The request:
Output each entry below as it stands, leaving out every picture.

Input:
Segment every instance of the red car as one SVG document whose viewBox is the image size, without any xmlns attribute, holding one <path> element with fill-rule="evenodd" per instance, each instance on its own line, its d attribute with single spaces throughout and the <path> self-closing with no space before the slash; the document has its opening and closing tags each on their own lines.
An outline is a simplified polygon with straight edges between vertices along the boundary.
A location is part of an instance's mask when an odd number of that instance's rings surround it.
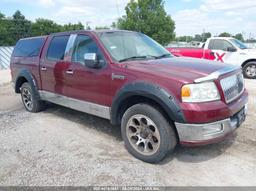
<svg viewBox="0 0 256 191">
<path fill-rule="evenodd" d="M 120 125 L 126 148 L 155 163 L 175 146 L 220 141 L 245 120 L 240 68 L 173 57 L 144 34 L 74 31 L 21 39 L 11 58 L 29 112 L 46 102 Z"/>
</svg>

The solution:
Segment every instance of the red car as one SVG document whose viewBox is the image size, without any xmlns attribute, holding one <path> element with fill-rule="evenodd" per instance, each instance on its own line, its d attribute with single spaces throughout and the <path> self-closing with no space before the slash; the document has its opening and closing tags each on their own lines.
An outline is a simplified polygon with straight edges between vertices along the boundary.
A location is part of an instance's mask when an odd number of that instance's rings surround it.
<svg viewBox="0 0 256 191">
<path fill-rule="evenodd" d="M 120 125 L 126 148 L 155 163 L 175 146 L 220 141 L 245 120 L 240 68 L 173 57 L 144 34 L 74 31 L 21 39 L 11 58 L 29 112 L 46 102 Z"/>
</svg>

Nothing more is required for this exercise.